=== Begin Enclosure ===
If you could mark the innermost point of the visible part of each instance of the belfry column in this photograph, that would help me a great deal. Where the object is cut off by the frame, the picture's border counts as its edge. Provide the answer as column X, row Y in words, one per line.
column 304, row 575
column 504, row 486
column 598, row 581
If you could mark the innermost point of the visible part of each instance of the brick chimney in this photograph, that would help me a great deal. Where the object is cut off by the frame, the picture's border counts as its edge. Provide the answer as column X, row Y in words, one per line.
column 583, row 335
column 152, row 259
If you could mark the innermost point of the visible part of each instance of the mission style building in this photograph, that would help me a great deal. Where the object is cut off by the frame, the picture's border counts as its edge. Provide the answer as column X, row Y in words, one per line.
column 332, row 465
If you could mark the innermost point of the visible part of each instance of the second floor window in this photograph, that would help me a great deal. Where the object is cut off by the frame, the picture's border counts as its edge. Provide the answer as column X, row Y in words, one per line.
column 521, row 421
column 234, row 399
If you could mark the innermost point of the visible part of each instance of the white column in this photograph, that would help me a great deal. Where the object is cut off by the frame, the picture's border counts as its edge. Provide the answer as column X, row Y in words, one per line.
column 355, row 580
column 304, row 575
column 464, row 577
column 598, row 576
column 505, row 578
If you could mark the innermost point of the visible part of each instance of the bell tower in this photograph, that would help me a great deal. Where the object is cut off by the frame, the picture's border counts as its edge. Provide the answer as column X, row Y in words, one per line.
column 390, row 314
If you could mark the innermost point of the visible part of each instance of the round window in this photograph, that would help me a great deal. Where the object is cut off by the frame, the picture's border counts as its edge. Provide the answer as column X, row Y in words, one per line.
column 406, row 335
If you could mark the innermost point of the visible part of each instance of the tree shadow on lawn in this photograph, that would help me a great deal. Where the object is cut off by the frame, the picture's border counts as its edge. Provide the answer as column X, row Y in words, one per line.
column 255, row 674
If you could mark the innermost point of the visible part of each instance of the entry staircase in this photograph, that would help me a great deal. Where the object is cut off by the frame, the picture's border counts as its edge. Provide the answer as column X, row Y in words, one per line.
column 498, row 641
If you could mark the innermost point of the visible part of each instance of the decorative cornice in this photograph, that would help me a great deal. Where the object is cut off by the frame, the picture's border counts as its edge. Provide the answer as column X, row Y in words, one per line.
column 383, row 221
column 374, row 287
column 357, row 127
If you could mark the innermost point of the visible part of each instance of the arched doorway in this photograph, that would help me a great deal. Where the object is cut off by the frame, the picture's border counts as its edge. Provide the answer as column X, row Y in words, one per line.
=== End Enclosure ===
:: What to do ::
Exactly as they appear above, write out all of the lines.

:: Result of this exercise ::
If you could mark the innermost point of the visible part of each instance of the belfry column in this photograph, that would help me a great deal. Where the object is cut off by the frame, the picture's border counts as its edge. Provide the answer as column X, row Y in words, one per line.
column 304, row 575
column 504, row 486
column 598, row 581
If you could mark the innermost point of the visible part of each instance of the brick chimney in this photograph, that would help me a great deal. Where the object is cut off by the frame, the picture's border counts as its edge. Provide the answer as column X, row Y in words, one per line.
column 583, row 335
column 152, row 259
If you could mark the innermost point of the visible part of each instance of the mission style building in this photograph, that would help me a great deal. Where the object is cut off by the frame, the picture's border counts as its edge. Provide the answer as column X, row Y in words, one per line.
column 332, row 465
If you could mark the innermost point of the visible part of each instance of the second floor window in this photograph, that would help me a great deal. Where the object is cut off by the frame, the picture's border counts as its edge. Provide the answer as column X, row Y in words, one per line.
column 521, row 421
column 234, row 399
If you could mark the innermost point of the visible part of each instance of the white column in this photograph, that would help me a great deal. Where the object is cut off by the frame, the picture's border counts as its edge. Provide the answer as column X, row Y in words, one per line.
column 355, row 580
column 304, row 575
column 464, row 577
column 598, row 576
column 505, row 578
If you could mark the innermost point of the visible part of each instance of the bell tower in this photograph, that would help me a great deal. Where the object is cut off by the frame, the picture's border counts as its edge. Provide the answer as column X, row Y in words, one per line.
column 390, row 314
If you could mark the innermost point of the visible part of each instance of the round window in this photograph, that would help me a great deal. Where the object is cut off by the frame, the picture's border counts as its edge. Provide the answer as column X, row Y in words, one per line.
column 406, row 335
If you could mark the innermost point of the visible part of each instance of the tree shadow on lawn in this photograph, that would help me a great deal. Where the object is cut off by the frame, the picture's border counts as its edge. Provide the answer as column X, row Y in words, one per line.
column 255, row 674
If you could mark the innermost point of the visible part of each instance of the entry staircase in this photograph, that would help me a great deal. Where the object is cut off by the frame, the picture's border counts as its edge. Provide the answer as column X, row Y in words, one per line.
column 498, row 641
If you could mark the innermost point of the visible part of each instance of the decorative cornice in this photograph, that would help me a great deal. Where the object is cut off by the frame, the picture's border counts as its edge. Provide the answer as column X, row Y in words, one per line.
column 383, row 221
column 374, row 287
column 357, row 127
If you could mark the innermost point of the visible part of each instance of the arched doorway in this photograph, that would help me a great deal. Where the object is cut off by the frame, the picture's border counts as its edge. Provide the answer as column X, row Y in words, one per line.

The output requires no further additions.